=== Task description ===
Copy the post on overcoming peer fraud again, everything from "Overcoming peer fraud" down to "Just kidding. ;)", replacing "jealous" with "envious".

=== Source extract ===
Напоминаю, что в соотвествии с Планом, я через некоторое время перестану кросспостить в ЖЖ вообще. Так что призываю всех своих читателей подписываться на фид, либо, если хочется читать в ЖЖ-шной ленте, подписываться на ЖЖ-шную синдикацию.

Overcoming peer fraud

|
Just for a change I'm going to try to blog in [admittedly broken] English. Hey, Petr, I'm jealous about your postings in internetworkexpert.com blog and the feedback you're getting, and I'm going to catch up. Just kidding. ;)

Next, I'm going to use Junos examples to illustrate this posting instead of IOS. I've finally got my olives in qemu working nicely on my home PC, and I'm anxious to put it to use.

=== Records shown ===
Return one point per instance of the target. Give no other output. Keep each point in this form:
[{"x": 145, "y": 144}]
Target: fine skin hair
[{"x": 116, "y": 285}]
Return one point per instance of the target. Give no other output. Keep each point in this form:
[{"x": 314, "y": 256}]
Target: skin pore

* * *

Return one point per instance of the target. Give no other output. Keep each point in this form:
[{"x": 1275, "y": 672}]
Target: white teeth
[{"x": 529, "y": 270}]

=== Answer to the exercise ===
Overcoming peer fraud

|
Just for a change I'm going to try to blog in [admittedly broken] English. Hey, Petr, I'm envious about your postings in internetworkexpert.com blog and the feedback you're getting, and I'm going to catch up. Just kidding. ;)